▸ Tugas yang dikerjakan:
**A.** Tentukan apakah setiap pernyataan berikut sesuai dengan teks bacaan, lalu jawab ya atau tidak disertai kutipan kata-kata dari teks bacaan yang menjadi dasarnya. (i) Saat melakukan debut untuk Arsenal, Fabregas menjadi pemain termuda yang pernah melakukannya. (ii) Ketika Fabregas melakukan debut, layanan streaming sudah tersedia di Indonesia. (iii) Francis Cagigao dan Steve Rowley bekerja di divisi pencari bakat The Gunners.
**B.** Ketik ulang seluruh bagian teks bacaan, mulai dari “Samar-samar saya masih” sampai dengan “debut untuk Arsenal.”, tanpa mengubah apa pun.

▸ Teks bacaan:
============================================================

Cesc Fabregas, Tentang Cinta yang Melelahkan Bersama Arsenal

Arsenal Fabregas arsene wenger Barcelona Liga Inggris MOJOK.CO

MOJOK.COFabregas boleh dianggap bukan legenda. Namun, kita semua sepakat kalau Fabregas mencintai Arsenal sepenuh hatinya. Bukankah itu sudah cukup?

Apakah Cesc Fabregas layak disebut sebagai legenda Arsenal?

Pertanyaan itu menjadi pemantik perdebatan panjang yang dimulai tahun 2011. Ketika hari yang sudah diramalkan itu datang juga. Ketika sang kapten, menjelang usia emas, akhirnya angkat kaki dari London Colney. Ketika Cesc Fabregas akhirnya merasa “sudah cukup” menanggung segalanya.

Samar-samar saya masih ingat laporan pertandingan debut Fabregas bersama Arsenal. Kala itu, layanan streaming belum ada di Indonesia. Kata “internet” saja masih jarang terdengar pada tahun 2003 itu. Tema laporan pertandingan itu adalah tentang seorang remaja, berusia 16 tahun 177 hari, menjadi pemain termuda yang melakukan debut untuk Arsenal.

Foto dari laporan pertandingan itu menunjukkan seorang remaja dengan rambut bergaya semi-mullet. Sungguh mencolok kala itu. Lewat narasi yang saya baca sepintas lalu, si remaja itu diprediksi akan menjadi pemain penting bagi Arsenal di masa depan. Kata “kecerdasan”, mungkin, saya temukan lebih dari satu kali.

Seiring waktu, bersama bahan bacaan yang masih sangat terbatas, saya mengenal Cesc Fabregas lebih jauh. Tentang kerja keras Francis Cagigao meyakinkan keluarga Fabregas untuk terbang ke London di musim panas, ketika kompetisi pemain muda Spanyol tengah rehat. Francis Cagigao dan Steve Rowley adalah dua pengawal divisi pencari bakat The Gunners yang termasyhur.

============================================================

▸ Daftar terlampir:
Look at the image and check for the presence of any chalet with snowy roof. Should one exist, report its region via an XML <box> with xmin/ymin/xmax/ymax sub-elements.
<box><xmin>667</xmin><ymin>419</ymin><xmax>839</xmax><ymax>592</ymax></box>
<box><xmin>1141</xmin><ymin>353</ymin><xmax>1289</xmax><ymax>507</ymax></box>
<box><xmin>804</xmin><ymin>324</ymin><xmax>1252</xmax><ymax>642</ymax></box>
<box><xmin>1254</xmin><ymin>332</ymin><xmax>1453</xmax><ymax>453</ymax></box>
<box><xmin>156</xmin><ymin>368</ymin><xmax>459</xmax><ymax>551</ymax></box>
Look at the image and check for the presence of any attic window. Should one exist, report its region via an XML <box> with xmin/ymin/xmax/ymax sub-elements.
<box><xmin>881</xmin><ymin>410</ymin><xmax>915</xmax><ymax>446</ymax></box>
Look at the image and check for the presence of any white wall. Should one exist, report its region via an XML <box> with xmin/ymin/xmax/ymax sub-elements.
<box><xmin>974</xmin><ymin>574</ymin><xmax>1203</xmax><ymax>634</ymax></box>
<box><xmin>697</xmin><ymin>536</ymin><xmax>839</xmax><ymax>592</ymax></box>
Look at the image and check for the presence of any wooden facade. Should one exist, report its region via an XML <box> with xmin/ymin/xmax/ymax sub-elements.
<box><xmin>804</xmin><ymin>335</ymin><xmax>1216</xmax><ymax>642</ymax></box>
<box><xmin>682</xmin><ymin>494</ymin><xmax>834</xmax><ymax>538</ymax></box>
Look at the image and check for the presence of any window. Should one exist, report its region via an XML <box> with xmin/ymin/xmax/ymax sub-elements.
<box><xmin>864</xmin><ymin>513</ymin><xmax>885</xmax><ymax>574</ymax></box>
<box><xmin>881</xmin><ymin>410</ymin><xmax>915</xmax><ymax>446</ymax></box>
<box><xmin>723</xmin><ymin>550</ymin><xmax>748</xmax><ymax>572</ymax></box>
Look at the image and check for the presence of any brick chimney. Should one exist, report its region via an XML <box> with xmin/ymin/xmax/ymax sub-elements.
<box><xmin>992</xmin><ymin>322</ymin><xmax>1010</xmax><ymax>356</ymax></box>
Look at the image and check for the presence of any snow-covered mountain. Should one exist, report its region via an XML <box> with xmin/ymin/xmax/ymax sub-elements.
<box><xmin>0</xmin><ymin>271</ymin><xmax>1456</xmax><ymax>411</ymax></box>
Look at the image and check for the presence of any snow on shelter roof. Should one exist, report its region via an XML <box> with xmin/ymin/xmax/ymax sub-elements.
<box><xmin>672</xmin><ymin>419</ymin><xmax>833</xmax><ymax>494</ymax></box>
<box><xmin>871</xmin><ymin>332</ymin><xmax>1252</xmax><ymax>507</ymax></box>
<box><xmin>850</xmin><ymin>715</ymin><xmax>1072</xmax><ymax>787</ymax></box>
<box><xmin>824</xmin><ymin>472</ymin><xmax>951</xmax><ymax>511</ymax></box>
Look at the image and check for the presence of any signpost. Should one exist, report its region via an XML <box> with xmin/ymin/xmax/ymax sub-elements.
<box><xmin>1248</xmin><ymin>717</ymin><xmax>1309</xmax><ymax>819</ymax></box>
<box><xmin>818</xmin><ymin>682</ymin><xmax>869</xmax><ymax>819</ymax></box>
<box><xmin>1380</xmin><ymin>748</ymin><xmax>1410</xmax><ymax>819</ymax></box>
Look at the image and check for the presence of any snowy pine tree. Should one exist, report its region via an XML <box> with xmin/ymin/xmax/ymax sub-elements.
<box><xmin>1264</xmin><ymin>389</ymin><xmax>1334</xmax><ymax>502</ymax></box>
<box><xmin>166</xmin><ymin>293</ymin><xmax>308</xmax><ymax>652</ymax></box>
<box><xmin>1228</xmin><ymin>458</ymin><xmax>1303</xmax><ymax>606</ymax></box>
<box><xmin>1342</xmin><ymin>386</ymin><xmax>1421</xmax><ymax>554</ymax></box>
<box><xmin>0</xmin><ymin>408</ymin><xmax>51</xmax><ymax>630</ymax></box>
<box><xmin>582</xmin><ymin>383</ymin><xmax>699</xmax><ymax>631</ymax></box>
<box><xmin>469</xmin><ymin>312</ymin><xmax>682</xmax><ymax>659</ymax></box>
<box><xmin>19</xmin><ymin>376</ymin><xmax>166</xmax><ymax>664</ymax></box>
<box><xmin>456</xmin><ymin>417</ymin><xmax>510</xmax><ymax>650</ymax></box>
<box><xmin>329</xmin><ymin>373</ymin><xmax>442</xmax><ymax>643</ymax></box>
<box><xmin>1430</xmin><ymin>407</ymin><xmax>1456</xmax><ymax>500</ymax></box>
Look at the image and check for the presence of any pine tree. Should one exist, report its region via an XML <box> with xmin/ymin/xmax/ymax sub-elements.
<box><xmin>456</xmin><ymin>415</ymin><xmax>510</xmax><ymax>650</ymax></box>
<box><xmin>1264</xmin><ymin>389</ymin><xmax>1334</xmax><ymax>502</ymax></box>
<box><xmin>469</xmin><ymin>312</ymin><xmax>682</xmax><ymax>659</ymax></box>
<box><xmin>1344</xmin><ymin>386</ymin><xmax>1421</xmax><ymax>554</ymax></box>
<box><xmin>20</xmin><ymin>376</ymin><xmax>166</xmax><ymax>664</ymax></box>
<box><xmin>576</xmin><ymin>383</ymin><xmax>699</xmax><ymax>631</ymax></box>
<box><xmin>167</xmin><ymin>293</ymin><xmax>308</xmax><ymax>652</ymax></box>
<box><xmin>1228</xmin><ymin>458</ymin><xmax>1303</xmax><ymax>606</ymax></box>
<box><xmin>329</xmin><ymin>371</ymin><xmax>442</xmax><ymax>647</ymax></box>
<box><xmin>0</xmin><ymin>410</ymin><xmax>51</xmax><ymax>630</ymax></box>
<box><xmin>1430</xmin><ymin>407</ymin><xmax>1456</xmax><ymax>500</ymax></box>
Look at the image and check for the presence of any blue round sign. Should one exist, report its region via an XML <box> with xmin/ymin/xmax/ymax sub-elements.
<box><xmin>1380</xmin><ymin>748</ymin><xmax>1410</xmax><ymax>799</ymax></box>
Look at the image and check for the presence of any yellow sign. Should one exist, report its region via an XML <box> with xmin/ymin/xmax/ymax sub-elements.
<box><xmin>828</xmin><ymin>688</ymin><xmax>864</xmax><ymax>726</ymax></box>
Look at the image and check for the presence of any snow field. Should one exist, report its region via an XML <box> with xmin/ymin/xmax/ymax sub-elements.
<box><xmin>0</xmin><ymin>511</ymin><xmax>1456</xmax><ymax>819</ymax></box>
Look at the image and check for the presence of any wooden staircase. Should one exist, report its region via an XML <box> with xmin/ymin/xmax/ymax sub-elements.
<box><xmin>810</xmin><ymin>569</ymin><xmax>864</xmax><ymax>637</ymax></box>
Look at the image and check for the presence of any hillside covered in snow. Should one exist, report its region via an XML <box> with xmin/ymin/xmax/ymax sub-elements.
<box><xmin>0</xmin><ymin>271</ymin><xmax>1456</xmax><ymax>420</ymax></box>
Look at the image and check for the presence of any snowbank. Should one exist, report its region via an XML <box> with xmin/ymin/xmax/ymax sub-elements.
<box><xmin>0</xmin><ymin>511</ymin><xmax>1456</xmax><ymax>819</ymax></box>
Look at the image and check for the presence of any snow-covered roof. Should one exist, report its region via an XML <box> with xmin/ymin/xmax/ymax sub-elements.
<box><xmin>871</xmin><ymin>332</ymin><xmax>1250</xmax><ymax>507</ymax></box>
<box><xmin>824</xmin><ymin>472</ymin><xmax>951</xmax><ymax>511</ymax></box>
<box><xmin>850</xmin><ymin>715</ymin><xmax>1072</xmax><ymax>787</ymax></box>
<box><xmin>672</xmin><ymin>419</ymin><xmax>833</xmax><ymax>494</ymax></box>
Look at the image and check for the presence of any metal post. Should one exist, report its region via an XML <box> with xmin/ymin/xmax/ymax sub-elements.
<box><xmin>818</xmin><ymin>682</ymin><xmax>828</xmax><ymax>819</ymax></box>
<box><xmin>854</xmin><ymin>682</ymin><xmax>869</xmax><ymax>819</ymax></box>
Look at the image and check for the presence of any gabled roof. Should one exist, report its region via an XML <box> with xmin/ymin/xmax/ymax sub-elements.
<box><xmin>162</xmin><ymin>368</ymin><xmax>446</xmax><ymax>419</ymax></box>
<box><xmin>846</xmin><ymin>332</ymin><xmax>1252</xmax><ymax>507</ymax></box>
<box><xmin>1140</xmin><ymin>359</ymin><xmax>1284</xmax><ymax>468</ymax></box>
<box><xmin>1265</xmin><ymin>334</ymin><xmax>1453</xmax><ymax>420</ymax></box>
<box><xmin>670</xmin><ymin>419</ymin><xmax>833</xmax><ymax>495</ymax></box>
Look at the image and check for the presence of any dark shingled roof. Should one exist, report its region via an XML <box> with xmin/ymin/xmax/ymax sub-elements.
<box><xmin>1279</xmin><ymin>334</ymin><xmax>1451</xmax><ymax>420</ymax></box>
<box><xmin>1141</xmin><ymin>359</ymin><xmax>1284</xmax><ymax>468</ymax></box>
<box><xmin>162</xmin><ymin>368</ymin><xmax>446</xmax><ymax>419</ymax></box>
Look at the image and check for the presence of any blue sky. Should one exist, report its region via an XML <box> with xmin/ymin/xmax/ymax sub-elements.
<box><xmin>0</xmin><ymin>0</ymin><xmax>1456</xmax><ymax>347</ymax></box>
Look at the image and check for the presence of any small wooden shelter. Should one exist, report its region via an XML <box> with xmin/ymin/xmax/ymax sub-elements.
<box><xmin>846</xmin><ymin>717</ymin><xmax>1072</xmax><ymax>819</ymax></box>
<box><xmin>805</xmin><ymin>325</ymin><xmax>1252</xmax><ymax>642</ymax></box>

============================================================

▸ Jawaban:
**A.**
(i) Ya: “berusia 16 tahun 177 hari, menjadi pemain termuda yang melakukan debut untuk Arsenal”
(ii) Tidak: “Kala itu, layanan streaming belum ada di Indonesia.”
(iii) Ya: “Francis Cagigao dan Steve Rowley adalah dua pengawal divisi pencari bakat The Gunners yang termasyhur.”

**B.**
Samar-samar saya masih ingat laporan pertandingan debut Fabregas bersama Arsenal. Kala itu, layanan streaming belum ada di Indonesia. Kata “internet” saja masih jarang terdengar pada tahun 2003 itu. Tema laporan pertandingan itu adalah tentang seorang remaja, berusia 16 tahun 177 hari, menjadi pemain termuda yang melakukan debut untuk Arsenal.